### SET OF TASKS
• a. In two sentences, summarize the article on Cole McDonald below.
• b. Answer these questions from the article on Cole McDonald below:
(i) At what age did McDonald join Wasatch Freestyle?
(ii) Which school did McDonald graduate from in 2020?
(iii) Where was the FIS open mogul competition that McDonald won on November 21, 2021?
• c. The article on Cole McDonald below names several accolades from before he made the U.S. Ski Team. List each one, with its place and event.

TEXT PROVIDED Start Marker

Personal information
- Born: March 6, 2003 (age 23) Salt Lake City, Utah, U.S.
- Height: 6 ft 0 in (1.82 m)

Skiing career
- Sport: Alpine skiing
- Club: Wasatch Freestyle
- Disciplines: Freestyle skiing, Moguls
- World Cup debut: Ruka, Finland, December 4, 2021 (5th place; age 18)

Olympics
- Teams: 1 (2022)

World Cup
- Seasons: 1

= Cole McDonald (skier) =

American freestyle skier (born 2003)

Cole McDonald (born March 6, 2003) is an American freestyle skier. He joined the US Ski & Snowboard's U.S. Freestyle Ski Team (Development Team) in July 2021. In the same season as his first World Cup, he earned a spot on the U.S. Men's Moguls Team at the 2022 Winter Olympics in Beijing, making him the youngest American male mogul skier to participate in the Olympics at 18 years of age. McDonald was named World Cup Rookie of the Year in 2022.

==Career==

=== Early years ===
McDonald was introduced to mogul skiing in his hometown of Park City, Utah when he joined Wasatch Freestyle at the age of seven. "When I'm not skiing moguls, I'm skiing moguls in my head," he said in a video from Wasatch Freestyle. He quickly took to the sport and ramped up accolades over the years.

Before making the U.S. Ski Team, some of the more recent accolades include a third-place finish at the 2021 U.S. Freestyle Moguls National Championships at Snowbird, Utah; second place at the 2020 NorAm Cup at Val St-Come in Canada; third place finish at Calgary, Canada, at the 2020 NorAm Cup; and first place in Singles at the 2020 U.S. Jr Nationals at Winter Park, Colorado.

Thus far, he has accumulated nineteen Top 10 finishes and five FIS podiums, including his best World Cup finish: 4th place in dual moguls at Alpe d'Huez in 2021.

McDonald was selected to forerun the FIS World Cup at Deer Valley Resort in Park City, Utah—his hometown—from 2017-2021. On January 13–14, 2022, McDonald returned as a competitor in the World Cup circuit.

Growing up, he watched videos of accomplished skiers, such as Canadians Mikael Kingsbury and Alexandre Bilodeau, in order to reform his own technique and achieve his Olympic dreams.

McDonald graduated from The Winter Sports School in 2020. The following year, on July 16, 2021, McDonald was named to the U.S. Freestyle Mogul Ski Team's Development Team (D Team), the first of its kind. McDonald's nomination for the team was based on his 11th FIS points list of the 2021 season for FIS junior age-eligible athletes.

=== World Cup debut ===
McDonald earned first place at the FIS open mogul competition at Idre Fjall in Sweden on November 21, 2021, which extended him his first World Cup start. It was a historic event with a "record-breaking number of participants," according to the International Ski Federation (FIS).

TEXT PROVIDED End Marker
DATASET CONTENT Start Marker

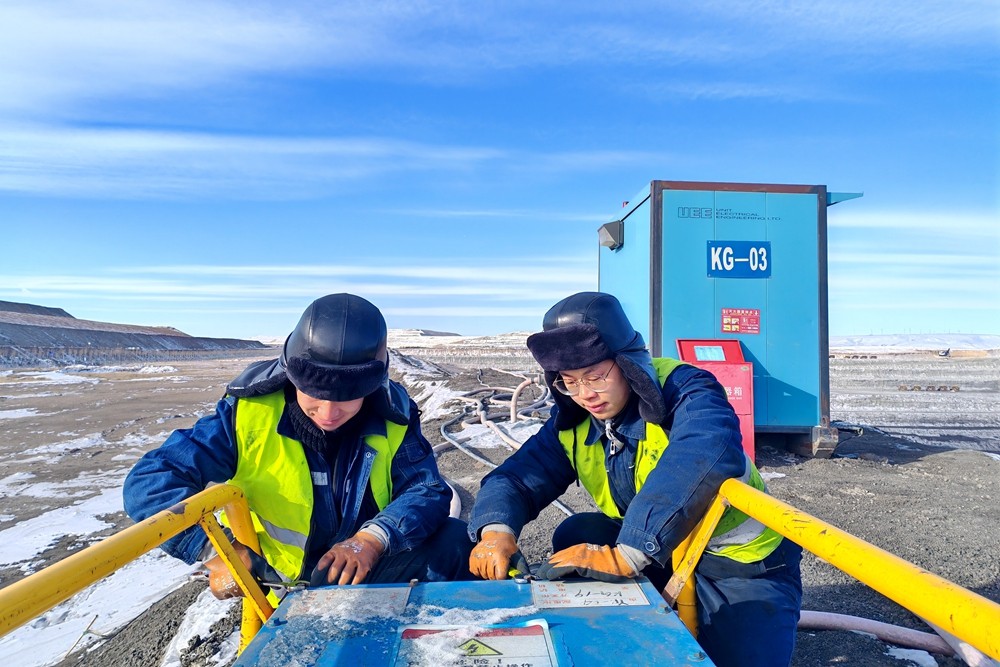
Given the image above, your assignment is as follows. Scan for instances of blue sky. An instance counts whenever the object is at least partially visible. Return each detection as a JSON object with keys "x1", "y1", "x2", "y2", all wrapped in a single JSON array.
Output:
[{"x1": 0, "y1": 0, "x2": 1000, "y2": 337}]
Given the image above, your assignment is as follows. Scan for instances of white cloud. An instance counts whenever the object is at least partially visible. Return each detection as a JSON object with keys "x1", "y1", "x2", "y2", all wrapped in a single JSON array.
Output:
[
  {"x1": 0, "y1": 126, "x2": 503, "y2": 199},
  {"x1": 0, "y1": 0, "x2": 1000, "y2": 124},
  {"x1": 0, "y1": 258, "x2": 593, "y2": 313}
]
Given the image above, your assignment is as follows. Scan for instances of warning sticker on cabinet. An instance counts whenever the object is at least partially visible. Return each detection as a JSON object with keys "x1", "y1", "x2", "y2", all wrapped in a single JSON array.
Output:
[
  {"x1": 531, "y1": 580, "x2": 649, "y2": 609},
  {"x1": 722, "y1": 308, "x2": 760, "y2": 334},
  {"x1": 394, "y1": 619, "x2": 556, "y2": 667}
]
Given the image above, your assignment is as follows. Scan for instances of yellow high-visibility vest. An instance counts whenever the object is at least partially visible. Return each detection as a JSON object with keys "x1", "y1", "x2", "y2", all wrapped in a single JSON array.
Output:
[
  {"x1": 229, "y1": 390, "x2": 407, "y2": 581},
  {"x1": 559, "y1": 358, "x2": 782, "y2": 563}
]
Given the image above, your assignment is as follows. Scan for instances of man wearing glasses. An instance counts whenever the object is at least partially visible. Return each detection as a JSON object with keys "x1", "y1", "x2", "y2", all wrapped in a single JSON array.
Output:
[{"x1": 469, "y1": 292, "x2": 802, "y2": 666}]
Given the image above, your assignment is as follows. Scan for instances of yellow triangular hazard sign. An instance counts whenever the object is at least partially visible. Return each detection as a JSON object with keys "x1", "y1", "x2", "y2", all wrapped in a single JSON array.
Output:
[{"x1": 458, "y1": 638, "x2": 503, "y2": 655}]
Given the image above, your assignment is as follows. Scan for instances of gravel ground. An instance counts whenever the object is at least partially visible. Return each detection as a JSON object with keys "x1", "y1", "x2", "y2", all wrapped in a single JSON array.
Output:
[{"x1": 0, "y1": 357, "x2": 1000, "y2": 667}]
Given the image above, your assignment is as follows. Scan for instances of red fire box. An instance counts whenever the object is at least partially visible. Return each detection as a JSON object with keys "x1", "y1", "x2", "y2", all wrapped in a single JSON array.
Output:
[{"x1": 677, "y1": 338, "x2": 754, "y2": 461}]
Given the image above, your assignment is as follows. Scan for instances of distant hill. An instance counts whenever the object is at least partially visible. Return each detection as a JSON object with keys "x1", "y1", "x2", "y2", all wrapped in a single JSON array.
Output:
[
  {"x1": 0, "y1": 301, "x2": 266, "y2": 366},
  {"x1": 0, "y1": 301, "x2": 73, "y2": 317},
  {"x1": 830, "y1": 333, "x2": 1000, "y2": 350}
]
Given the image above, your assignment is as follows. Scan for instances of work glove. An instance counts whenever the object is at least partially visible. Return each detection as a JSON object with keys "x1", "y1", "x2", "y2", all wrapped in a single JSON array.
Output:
[
  {"x1": 309, "y1": 532, "x2": 385, "y2": 586},
  {"x1": 469, "y1": 530, "x2": 530, "y2": 580},
  {"x1": 204, "y1": 540, "x2": 279, "y2": 600},
  {"x1": 535, "y1": 544, "x2": 637, "y2": 583}
]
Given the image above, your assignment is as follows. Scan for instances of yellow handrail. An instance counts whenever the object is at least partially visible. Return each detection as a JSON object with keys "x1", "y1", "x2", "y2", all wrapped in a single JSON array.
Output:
[
  {"x1": 0, "y1": 484, "x2": 274, "y2": 636},
  {"x1": 661, "y1": 496, "x2": 729, "y2": 638},
  {"x1": 719, "y1": 479, "x2": 1000, "y2": 659}
]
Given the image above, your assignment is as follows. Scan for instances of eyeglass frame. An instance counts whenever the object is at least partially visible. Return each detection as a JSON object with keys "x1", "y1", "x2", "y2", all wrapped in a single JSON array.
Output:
[{"x1": 552, "y1": 359, "x2": 618, "y2": 396}]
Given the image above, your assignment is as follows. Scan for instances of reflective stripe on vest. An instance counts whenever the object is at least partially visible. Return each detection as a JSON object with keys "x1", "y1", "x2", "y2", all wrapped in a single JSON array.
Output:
[
  {"x1": 559, "y1": 358, "x2": 781, "y2": 563},
  {"x1": 229, "y1": 391, "x2": 407, "y2": 581}
]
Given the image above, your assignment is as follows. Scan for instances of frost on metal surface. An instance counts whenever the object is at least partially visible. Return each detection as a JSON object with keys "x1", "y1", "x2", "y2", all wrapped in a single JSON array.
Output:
[{"x1": 256, "y1": 586, "x2": 538, "y2": 667}]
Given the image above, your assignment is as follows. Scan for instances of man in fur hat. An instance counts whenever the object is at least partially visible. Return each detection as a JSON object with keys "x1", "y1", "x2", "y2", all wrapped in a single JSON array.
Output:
[
  {"x1": 124, "y1": 294, "x2": 472, "y2": 602},
  {"x1": 469, "y1": 292, "x2": 802, "y2": 666}
]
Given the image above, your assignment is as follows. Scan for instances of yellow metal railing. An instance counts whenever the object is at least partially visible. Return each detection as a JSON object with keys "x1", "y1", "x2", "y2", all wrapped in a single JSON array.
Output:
[
  {"x1": 664, "y1": 479, "x2": 1000, "y2": 659},
  {"x1": 0, "y1": 484, "x2": 274, "y2": 648},
  {"x1": 0, "y1": 480, "x2": 1000, "y2": 659}
]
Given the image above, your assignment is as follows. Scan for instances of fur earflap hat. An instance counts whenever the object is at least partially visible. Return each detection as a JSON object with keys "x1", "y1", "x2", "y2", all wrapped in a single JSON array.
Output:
[
  {"x1": 280, "y1": 294, "x2": 389, "y2": 401},
  {"x1": 527, "y1": 292, "x2": 667, "y2": 430}
]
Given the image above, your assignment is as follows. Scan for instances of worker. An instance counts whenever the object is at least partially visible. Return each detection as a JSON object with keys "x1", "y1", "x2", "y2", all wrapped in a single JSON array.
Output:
[
  {"x1": 124, "y1": 294, "x2": 472, "y2": 598},
  {"x1": 469, "y1": 292, "x2": 802, "y2": 667}
]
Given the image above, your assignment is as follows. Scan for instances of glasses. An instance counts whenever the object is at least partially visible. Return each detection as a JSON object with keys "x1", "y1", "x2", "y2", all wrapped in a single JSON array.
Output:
[{"x1": 552, "y1": 363, "x2": 615, "y2": 396}]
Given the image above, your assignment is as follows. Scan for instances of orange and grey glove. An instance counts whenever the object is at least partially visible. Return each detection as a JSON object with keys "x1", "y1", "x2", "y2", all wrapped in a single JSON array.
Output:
[
  {"x1": 309, "y1": 531, "x2": 385, "y2": 586},
  {"x1": 535, "y1": 544, "x2": 638, "y2": 583},
  {"x1": 469, "y1": 530, "x2": 527, "y2": 579}
]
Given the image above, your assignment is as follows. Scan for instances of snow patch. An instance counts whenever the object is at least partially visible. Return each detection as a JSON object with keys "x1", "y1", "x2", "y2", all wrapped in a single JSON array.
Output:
[
  {"x1": 885, "y1": 648, "x2": 937, "y2": 667},
  {"x1": 160, "y1": 588, "x2": 241, "y2": 667},
  {"x1": 0, "y1": 552, "x2": 196, "y2": 667},
  {"x1": 0, "y1": 485, "x2": 125, "y2": 568},
  {"x1": 0, "y1": 408, "x2": 52, "y2": 419}
]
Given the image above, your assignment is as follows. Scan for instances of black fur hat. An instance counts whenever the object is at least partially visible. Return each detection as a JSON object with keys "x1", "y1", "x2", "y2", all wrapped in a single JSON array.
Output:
[
  {"x1": 281, "y1": 294, "x2": 389, "y2": 401},
  {"x1": 528, "y1": 292, "x2": 667, "y2": 430}
]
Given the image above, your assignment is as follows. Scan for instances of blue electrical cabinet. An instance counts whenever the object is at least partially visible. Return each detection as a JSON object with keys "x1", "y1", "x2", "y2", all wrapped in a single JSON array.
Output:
[{"x1": 598, "y1": 181, "x2": 862, "y2": 456}]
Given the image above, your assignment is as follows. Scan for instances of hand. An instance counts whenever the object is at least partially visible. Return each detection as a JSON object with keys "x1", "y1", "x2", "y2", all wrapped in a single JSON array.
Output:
[
  {"x1": 310, "y1": 532, "x2": 385, "y2": 586},
  {"x1": 204, "y1": 541, "x2": 252, "y2": 600},
  {"x1": 469, "y1": 530, "x2": 524, "y2": 579},
  {"x1": 535, "y1": 544, "x2": 638, "y2": 583}
]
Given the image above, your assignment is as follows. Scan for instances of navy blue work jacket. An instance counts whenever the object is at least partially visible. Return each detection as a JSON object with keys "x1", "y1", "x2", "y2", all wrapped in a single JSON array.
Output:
[
  {"x1": 123, "y1": 388, "x2": 451, "y2": 575},
  {"x1": 469, "y1": 364, "x2": 746, "y2": 565}
]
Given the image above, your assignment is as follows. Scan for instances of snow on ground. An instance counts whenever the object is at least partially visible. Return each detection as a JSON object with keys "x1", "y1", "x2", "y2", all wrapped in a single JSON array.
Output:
[
  {"x1": 0, "y1": 552, "x2": 197, "y2": 667},
  {"x1": 0, "y1": 486, "x2": 122, "y2": 573},
  {"x1": 0, "y1": 408, "x2": 51, "y2": 419},
  {"x1": 160, "y1": 588, "x2": 242, "y2": 667},
  {"x1": 6, "y1": 371, "x2": 100, "y2": 385},
  {"x1": 830, "y1": 334, "x2": 1000, "y2": 352}
]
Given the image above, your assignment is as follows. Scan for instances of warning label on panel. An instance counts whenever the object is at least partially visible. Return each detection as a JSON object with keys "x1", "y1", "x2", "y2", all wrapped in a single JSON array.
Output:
[
  {"x1": 395, "y1": 619, "x2": 556, "y2": 667},
  {"x1": 722, "y1": 308, "x2": 760, "y2": 334},
  {"x1": 531, "y1": 580, "x2": 649, "y2": 609}
]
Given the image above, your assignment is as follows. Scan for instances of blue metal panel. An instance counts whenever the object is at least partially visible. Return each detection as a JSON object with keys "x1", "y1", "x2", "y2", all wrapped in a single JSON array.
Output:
[
  {"x1": 706, "y1": 191, "x2": 768, "y2": 424},
  {"x1": 658, "y1": 190, "x2": 716, "y2": 344},
  {"x1": 599, "y1": 181, "x2": 861, "y2": 433},
  {"x1": 754, "y1": 193, "x2": 827, "y2": 426},
  {"x1": 235, "y1": 579, "x2": 712, "y2": 667},
  {"x1": 598, "y1": 188, "x2": 651, "y2": 344}
]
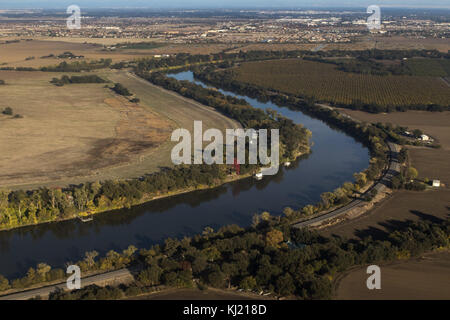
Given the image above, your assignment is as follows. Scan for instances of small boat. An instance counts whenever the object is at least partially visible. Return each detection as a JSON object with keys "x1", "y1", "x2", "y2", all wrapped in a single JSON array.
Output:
[
  {"x1": 78, "y1": 216, "x2": 94, "y2": 222},
  {"x1": 255, "y1": 172, "x2": 263, "y2": 180}
]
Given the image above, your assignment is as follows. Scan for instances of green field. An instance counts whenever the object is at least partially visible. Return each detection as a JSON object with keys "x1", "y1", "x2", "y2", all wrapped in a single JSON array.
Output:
[{"x1": 234, "y1": 59, "x2": 450, "y2": 106}]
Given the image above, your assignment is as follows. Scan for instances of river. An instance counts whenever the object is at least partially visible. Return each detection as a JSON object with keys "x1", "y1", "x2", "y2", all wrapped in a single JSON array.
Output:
[{"x1": 0, "y1": 71, "x2": 369, "y2": 278}]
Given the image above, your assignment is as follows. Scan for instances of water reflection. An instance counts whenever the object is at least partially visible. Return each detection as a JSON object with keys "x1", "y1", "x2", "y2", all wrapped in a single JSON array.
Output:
[{"x1": 0, "y1": 72, "x2": 369, "y2": 277}]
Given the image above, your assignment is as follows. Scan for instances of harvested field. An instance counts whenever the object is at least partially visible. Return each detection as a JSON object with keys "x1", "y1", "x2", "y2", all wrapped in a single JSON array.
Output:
[
  {"x1": 340, "y1": 109, "x2": 450, "y2": 187},
  {"x1": 235, "y1": 59, "x2": 450, "y2": 106},
  {"x1": 325, "y1": 35, "x2": 450, "y2": 53},
  {"x1": 335, "y1": 251, "x2": 450, "y2": 300},
  {"x1": 0, "y1": 71, "x2": 172, "y2": 186},
  {"x1": 0, "y1": 38, "x2": 232, "y2": 68},
  {"x1": 320, "y1": 190, "x2": 450, "y2": 239}
]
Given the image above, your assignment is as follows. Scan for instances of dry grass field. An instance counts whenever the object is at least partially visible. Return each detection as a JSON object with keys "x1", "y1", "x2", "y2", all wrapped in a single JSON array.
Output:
[
  {"x1": 0, "y1": 38, "x2": 233, "y2": 68},
  {"x1": 324, "y1": 35, "x2": 450, "y2": 52},
  {"x1": 0, "y1": 71, "x2": 172, "y2": 186},
  {"x1": 0, "y1": 71, "x2": 239, "y2": 189},
  {"x1": 335, "y1": 251, "x2": 450, "y2": 300},
  {"x1": 129, "y1": 288, "x2": 271, "y2": 300}
]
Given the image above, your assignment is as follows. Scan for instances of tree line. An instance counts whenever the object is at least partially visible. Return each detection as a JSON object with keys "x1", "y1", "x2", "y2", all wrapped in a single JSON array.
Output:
[
  {"x1": 5, "y1": 215, "x2": 450, "y2": 300},
  {"x1": 50, "y1": 74, "x2": 107, "y2": 87}
]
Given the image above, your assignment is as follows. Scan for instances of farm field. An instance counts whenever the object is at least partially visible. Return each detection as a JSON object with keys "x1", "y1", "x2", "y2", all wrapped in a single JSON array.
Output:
[
  {"x1": 335, "y1": 251, "x2": 450, "y2": 300},
  {"x1": 0, "y1": 38, "x2": 236, "y2": 68},
  {"x1": 0, "y1": 71, "x2": 238, "y2": 189},
  {"x1": 130, "y1": 288, "x2": 270, "y2": 300},
  {"x1": 339, "y1": 109, "x2": 450, "y2": 187},
  {"x1": 322, "y1": 109, "x2": 450, "y2": 238},
  {"x1": 0, "y1": 71, "x2": 172, "y2": 186},
  {"x1": 235, "y1": 59, "x2": 450, "y2": 106},
  {"x1": 324, "y1": 35, "x2": 450, "y2": 52},
  {"x1": 320, "y1": 190, "x2": 450, "y2": 239}
]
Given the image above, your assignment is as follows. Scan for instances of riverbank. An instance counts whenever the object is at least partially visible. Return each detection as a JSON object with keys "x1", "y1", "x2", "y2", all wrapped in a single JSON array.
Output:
[{"x1": 0, "y1": 147, "x2": 311, "y2": 232}]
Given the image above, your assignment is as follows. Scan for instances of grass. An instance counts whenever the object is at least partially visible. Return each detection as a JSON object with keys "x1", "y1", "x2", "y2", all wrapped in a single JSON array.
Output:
[{"x1": 0, "y1": 70, "x2": 243, "y2": 189}]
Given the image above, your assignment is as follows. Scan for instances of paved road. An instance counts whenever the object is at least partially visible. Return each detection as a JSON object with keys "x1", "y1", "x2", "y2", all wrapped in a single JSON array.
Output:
[
  {"x1": 0, "y1": 269, "x2": 133, "y2": 300},
  {"x1": 294, "y1": 142, "x2": 400, "y2": 228}
]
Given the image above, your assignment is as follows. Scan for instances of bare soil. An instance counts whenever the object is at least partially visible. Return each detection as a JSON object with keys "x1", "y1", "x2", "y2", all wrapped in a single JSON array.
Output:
[{"x1": 335, "y1": 251, "x2": 450, "y2": 300}]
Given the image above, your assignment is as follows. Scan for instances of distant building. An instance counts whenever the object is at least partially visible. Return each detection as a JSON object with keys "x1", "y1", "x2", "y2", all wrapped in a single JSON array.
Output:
[{"x1": 433, "y1": 180, "x2": 441, "y2": 188}]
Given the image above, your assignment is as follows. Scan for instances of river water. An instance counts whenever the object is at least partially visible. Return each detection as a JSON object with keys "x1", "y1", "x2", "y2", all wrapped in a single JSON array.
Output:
[{"x1": 0, "y1": 71, "x2": 369, "y2": 277}]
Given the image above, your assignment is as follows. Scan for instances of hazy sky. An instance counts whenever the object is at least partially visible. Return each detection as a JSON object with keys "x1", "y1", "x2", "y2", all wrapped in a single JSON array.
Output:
[{"x1": 0, "y1": 0, "x2": 450, "y2": 9}]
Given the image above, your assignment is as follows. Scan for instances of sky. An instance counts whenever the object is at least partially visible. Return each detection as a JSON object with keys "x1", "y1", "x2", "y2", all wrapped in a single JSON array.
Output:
[{"x1": 0, "y1": 0, "x2": 450, "y2": 10}]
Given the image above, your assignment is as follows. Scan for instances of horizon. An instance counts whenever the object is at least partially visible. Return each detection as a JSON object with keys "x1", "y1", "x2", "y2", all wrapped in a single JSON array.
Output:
[{"x1": 0, "y1": 0, "x2": 450, "y2": 10}]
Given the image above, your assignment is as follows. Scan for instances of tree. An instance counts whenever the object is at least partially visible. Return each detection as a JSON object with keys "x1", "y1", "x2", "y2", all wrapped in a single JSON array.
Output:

DATASET CONTENT End Marker

### SET OF ANSWERS
• a. Cole McDonald, born March 6, 2003, is an American freestyle skier who joined the U.S. Freestyle Ski Team's Development Team in July 2021. In the same season as his first World Cup, he made the U.S. Men's Moguls Team for the 2022 Winter Olympics in Beijing as the youngest American male mogul skier to take part at 18, and he was named World Cup Rookie of the Year in 2022.

• b.
(i) Seven.
(ii) The Winter Sports School.
(iii) Idre Fjall in Sweden.

• c.
- Third place at the 2021 U.S. Freestyle Moguls National Championships at Snowbird, Utah
- Second place at the 2020 NorAm Cup at Val St-Come in Canada
- Third place at Calgary, Canada, at the 2020 NorAm Cup
- First place in Singles at the 2020 U.S. Jr Nationals at Winter Park, Colorado